Stored data entries:
----------

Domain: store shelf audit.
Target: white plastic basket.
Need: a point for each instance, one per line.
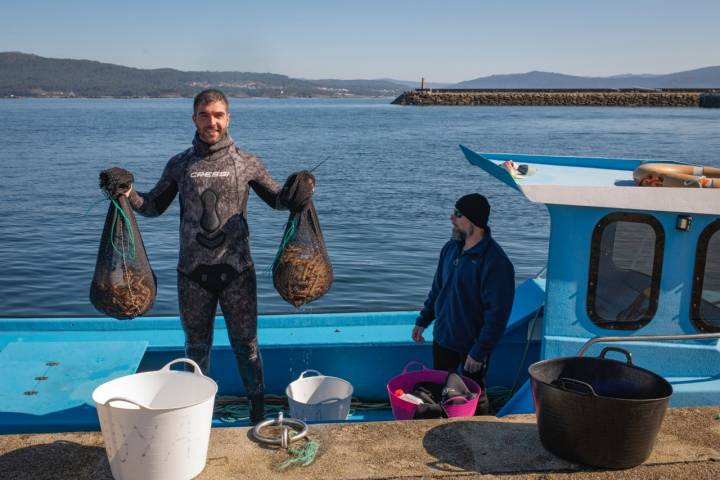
(319, 397)
(156, 425)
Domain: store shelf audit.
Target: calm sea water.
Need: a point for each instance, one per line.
(383, 197)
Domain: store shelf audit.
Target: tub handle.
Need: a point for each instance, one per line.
(627, 354)
(576, 386)
(447, 403)
(125, 399)
(184, 360)
(415, 362)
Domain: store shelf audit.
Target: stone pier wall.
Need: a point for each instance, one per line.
(552, 98)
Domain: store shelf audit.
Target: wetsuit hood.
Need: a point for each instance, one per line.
(203, 149)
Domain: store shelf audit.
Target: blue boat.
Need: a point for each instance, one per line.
(632, 266)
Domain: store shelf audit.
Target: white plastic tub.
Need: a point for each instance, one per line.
(156, 425)
(319, 398)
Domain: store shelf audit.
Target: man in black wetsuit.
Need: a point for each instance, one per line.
(213, 179)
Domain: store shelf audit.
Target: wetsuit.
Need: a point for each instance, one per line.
(215, 266)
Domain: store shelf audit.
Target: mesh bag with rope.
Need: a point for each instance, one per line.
(123, 285)
(301, 270)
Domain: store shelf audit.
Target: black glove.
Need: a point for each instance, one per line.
(297, 191)
(115, 181)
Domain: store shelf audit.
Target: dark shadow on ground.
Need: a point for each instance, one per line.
(490, 448)
(59, 459)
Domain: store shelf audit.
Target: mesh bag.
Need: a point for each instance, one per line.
(123, 285)
(301, 271)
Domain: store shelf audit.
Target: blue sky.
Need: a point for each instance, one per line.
(445, 41)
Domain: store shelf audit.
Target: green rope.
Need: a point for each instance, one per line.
(303, 455)
(289, 233)
(131, 236)
(235, 412)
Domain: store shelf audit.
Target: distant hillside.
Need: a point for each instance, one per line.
(708, 77)
(416, 83)
(24, 75)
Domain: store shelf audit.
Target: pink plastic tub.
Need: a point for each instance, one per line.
(404, 410)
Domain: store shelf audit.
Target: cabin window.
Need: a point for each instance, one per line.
(705, 305)
(625, 268)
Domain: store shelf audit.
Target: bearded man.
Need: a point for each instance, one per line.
(213, 179)
(471, 296)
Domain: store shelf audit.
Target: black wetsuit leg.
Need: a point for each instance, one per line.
(238, 302)
(197, 313)
(446, 359)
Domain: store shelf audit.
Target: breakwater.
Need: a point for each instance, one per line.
(709, 98)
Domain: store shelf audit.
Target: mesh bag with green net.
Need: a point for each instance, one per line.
(123, 285)
(302, 271)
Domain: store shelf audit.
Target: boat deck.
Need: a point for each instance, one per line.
(688, 446)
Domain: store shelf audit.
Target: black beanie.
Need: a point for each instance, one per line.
(475, 207)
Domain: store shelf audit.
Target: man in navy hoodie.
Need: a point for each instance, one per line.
(471, 296)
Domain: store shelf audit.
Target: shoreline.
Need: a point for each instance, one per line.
(705, 98)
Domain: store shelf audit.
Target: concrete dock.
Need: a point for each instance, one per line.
(688, 446)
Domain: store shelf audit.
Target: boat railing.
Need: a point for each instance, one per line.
(645, 338)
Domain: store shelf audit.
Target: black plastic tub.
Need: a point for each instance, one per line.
(599, 411)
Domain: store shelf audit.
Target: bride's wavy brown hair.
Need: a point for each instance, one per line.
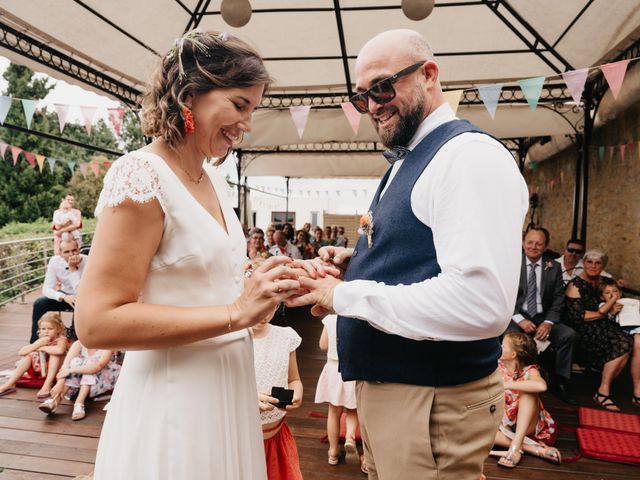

----------

The required answer is each line of the entries containing the string "with".

Reply =
Target: mesh bag with rope.
Target: mesh bag with green net.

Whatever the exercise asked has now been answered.